Your task >>
Copy out every one of the entries below word for word, line by line.

Record extracts >>
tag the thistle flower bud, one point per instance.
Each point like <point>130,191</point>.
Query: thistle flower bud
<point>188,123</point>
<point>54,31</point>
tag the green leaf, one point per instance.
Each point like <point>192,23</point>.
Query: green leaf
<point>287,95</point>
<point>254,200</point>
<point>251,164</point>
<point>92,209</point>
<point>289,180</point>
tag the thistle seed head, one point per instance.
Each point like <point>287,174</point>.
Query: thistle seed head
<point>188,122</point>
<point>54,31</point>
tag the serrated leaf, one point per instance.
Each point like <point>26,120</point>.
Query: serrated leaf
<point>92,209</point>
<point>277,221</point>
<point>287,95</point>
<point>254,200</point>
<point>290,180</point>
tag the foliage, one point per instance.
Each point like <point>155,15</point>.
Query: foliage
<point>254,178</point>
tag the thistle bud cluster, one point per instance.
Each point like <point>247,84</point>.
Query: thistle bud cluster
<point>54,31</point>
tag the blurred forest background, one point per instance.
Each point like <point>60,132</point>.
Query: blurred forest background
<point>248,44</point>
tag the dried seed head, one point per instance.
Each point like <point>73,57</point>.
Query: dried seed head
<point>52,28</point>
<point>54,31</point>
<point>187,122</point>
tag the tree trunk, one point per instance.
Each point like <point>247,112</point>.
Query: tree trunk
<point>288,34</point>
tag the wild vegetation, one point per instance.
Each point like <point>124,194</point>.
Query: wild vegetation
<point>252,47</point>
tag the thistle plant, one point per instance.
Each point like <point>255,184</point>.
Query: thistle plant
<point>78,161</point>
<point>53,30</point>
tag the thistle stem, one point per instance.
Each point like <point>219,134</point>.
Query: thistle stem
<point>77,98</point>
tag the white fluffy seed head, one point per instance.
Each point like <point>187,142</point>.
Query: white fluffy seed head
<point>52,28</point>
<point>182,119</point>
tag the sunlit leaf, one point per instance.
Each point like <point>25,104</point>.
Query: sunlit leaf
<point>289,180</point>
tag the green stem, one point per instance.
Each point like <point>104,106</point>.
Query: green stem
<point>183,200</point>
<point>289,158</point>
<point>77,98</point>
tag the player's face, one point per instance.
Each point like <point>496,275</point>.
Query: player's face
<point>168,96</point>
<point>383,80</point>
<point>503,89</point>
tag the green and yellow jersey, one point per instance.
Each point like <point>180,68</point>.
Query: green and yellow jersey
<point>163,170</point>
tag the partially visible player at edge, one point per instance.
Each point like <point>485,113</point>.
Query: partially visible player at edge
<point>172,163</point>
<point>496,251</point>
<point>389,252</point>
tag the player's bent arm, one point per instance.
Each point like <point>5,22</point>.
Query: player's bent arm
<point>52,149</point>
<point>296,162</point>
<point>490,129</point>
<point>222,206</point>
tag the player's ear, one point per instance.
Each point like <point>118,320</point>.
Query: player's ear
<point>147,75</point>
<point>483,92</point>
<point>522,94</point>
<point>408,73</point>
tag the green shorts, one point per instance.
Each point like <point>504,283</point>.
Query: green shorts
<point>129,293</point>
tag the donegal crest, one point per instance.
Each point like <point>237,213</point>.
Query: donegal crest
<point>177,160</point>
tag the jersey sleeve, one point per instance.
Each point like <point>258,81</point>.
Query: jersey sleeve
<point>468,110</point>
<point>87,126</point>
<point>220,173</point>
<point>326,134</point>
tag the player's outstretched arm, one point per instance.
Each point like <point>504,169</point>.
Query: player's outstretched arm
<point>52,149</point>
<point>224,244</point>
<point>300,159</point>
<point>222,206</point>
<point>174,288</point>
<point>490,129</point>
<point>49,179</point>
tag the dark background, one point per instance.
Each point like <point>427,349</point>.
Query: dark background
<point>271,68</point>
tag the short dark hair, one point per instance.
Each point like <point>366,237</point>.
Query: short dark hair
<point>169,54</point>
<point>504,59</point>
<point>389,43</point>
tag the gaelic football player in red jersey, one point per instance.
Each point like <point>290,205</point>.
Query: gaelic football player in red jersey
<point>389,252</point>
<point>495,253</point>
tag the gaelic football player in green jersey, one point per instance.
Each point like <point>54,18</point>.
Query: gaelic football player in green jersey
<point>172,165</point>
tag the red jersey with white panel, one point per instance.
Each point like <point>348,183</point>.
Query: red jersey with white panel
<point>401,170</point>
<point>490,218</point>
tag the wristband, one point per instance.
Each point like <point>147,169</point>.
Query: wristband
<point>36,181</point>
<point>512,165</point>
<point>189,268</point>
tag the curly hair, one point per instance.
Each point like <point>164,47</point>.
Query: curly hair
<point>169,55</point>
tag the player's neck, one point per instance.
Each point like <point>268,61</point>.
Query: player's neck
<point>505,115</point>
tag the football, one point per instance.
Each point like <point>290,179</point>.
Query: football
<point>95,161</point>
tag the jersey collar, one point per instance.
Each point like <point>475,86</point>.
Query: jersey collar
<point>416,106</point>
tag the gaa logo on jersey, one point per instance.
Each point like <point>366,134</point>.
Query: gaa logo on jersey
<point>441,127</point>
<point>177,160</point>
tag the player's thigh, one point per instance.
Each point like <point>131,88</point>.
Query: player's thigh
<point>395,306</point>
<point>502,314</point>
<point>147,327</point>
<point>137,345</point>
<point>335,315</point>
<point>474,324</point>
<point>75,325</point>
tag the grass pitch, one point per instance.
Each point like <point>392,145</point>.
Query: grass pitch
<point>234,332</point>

Result for this exercise >>
tag the thistle flower bud, one point per instance.
Each point like <point>130,191</point>.
Query: thistle flower bud
<point>188,123</point>
<point>54,31</point>
tag the green leaf, one point per instance.
Each point like <point>192,23</point>.
Query: green leaf
<point>287,95</point>
<point>254,200</point>
<point>251,164</point>
<point>92,209</point>
<point>289,180</point>
tag the thistle seed head, one point per instance.
Each point like <point>287,174</point>.
Query: thistle seed head
<point>188,122</point>
<point>54,31</point>
tag the serrated leaf, one point per instance.
Each point like <point>26,120</point>.
Query: serrated leaf
<point>92,209</point>
<point>277,221</point>
<point>287,95</point>
<point>254,200</point>
<point>290,180</point>
tag the foliage, one point per instance.
Each point like <point>155,15</point>.
Query: foliage
<point>254,178</point>
tag the thistle bud cluster, one point per instance.
Each point like <point>247,84</point>.
Query: thistle bud cluster
<point>54,31</point>
tag the blurred forest background, one point per instance.
Each point like <point>60,132</point>.
Query: blurred forest background
<point>248,44</point>
tag the dried seed head, one point per instance.
Each point like <point>73,57</point>.
Query: dried seed head
<point>52,28</point>
<point>54,31</point>
<point>187,122</point>
tag the tree trunk, one point per instance.
Each point like <point>247,112</point>.
Query: tree trunk
<point>288,34</point>
tag the wild vegetation, one point per instance.
Each point like <point>124,194</point>.
Query: wild vegetation
<point>252,47</point>
tag the thistle plant, one point per instance.
Each point like <point>255,184</point>.
Query: thistle plant
<point>78,161</point>
<point>53,30</point>
tag the thistle stem, one point per instance.
Each point like <point>219,134</point>.
Query: thistle stem
<point>77,98</point>
tag the white fluffy seed head, one point per instance.
Each point like <point>187,142</point>.
Query: white fluffy seed head
<point>52,28</point>
<point>182,119</point>
tag the sunlit leaf, one point per instance.
Each point like <point>25,104</point>.
Query: sunlit leaf
<point>289,180</point>
tag the green stem, one point per instance.
Each point like <point>104,106</point>.
Query: green stem
<point>183,200</point>
<point>289,158</point>
<point>77,98</point>
tag the player's face, one point per instance.
Each point like <point>496,275</point>.
Query: player's face
<point>168,96</point>
<point>383,80</point>
<point>503,89</point>
tag the green and yellow jersey, one point per instance.
Each point like <point>180,68</point>.
Query: green and yellow jersey
<point>163,170</point>
tag the partially visible player at edge, one point per instance.
Each point like <point>485,113</point>.
Query: partially visible player at edge
<point>172,163</point>
<point>496,251</point>
<point>389,252</point>
tag the player's bent arm, one point per instance.
Each point like <point>5,22</point>.
Query: player's bent arm
<point>52,149</point>
<point>296,162</point>
<point>490,129</point>
<point>222,206</point>
tag the player's ear, one point per instance.
Each point like <point>118,320</point>.
Query: player's ear
<point>147,75</point>
<point>483,92</point>
<point>522,94</point>
<point>408,73</point>
tag the green shorts, one point per instance.
Each point like <point>504,283</point>.
Query: green shorts
<point>129,293</point>
tag the donegal crest, one point per instance.
Each point like <point>237,213</point>.
Query: donegal crest
<point>177,160</point>
tag the jersey sleeve, one point per instance.
Each point like <point>258,81</point>.
Query: jersey sleeve
<point>468,110</point>
<point>87,126</point>
<point>220,173</point>
<point>326,134</point>
tag the player's outstretched arm, one point per instance.
Each point like <point>504,169</point>.
Query: player's outstretched arm
<point>52,149</point>
<point>224,244</point>
<point>300,159</point>
<point>222,206</point>
<point>174,288</point>
<point>490,129</point>
<point>49,179</point>
tag the dark background, one point per instance.
Each point like <point>427,349</point>.
Query: dark background
<point>271,68</point>
tag the short dark hair, one point per instance.
Each point like <point>366,237</point>.
Query: short dark hair
<point>169,54</point>
<point>504,59</point>
<point>389,43</point>
tag the gaelic football player in red jersey, one point per instance.
Each point like <point>290,205</point>.
Query: gaelic football player in red jersey
<point>389,252</point>
<point>495,253</point>
tag the gaelic football player in green jersey, one point per instance.
Each point like <point>54,18</point>.
Query: gaelic football player in green jersey
<point>172,165</point>
tag the red jersey with white panel, one point per instance.
Each point like <point>348,183</point>.
Query: red jersey with white panel
<point>401,170</point>
<point>490,218</point>
tag the wristband, one point per instance.
Each point like <point>147,169</point>.
Query: wristband
<point>36,181</point>
<point>512,165</point>
<point>189,268</point>
tag the curly hair, one point per instance.
Each point like <point>164,47</point>.
Query: curly hair
<point>169,55</point>
tag the player's neck, one point per instance.
Each point like <point>268,61</point>.
Query: player's neck
<point>505,115</point>
tag the football, one point per instance.
Each point like <point>290,179</point>.
Query: football
<point>95,161</point>
tag the jersey collar, one point per instance.
Each point like <point>475,86</point>.
Query: jersey collar
<point>416,106</point>
tag the gaa logo on jersey, one point per instance.
Each point like <point>366,134</point>.
Query: gaa logo on jersey
<point>441,127</point>
<point>177,160</point>
tag the player's thigh, one point per instance.
Each point like <point>131,88</point>.
Query: player's thigh
<point>395,306</point>
<point>502,314</point>
<point>147,327</point>
<point>137,345</point>
<point>335,315</point>
<point>474,324</point>
<point>75,325</point>
tag the grass pitch, one point per instance.
Each point like <point>392,145</point>.
Query: grass pitch
<point>234,332</point>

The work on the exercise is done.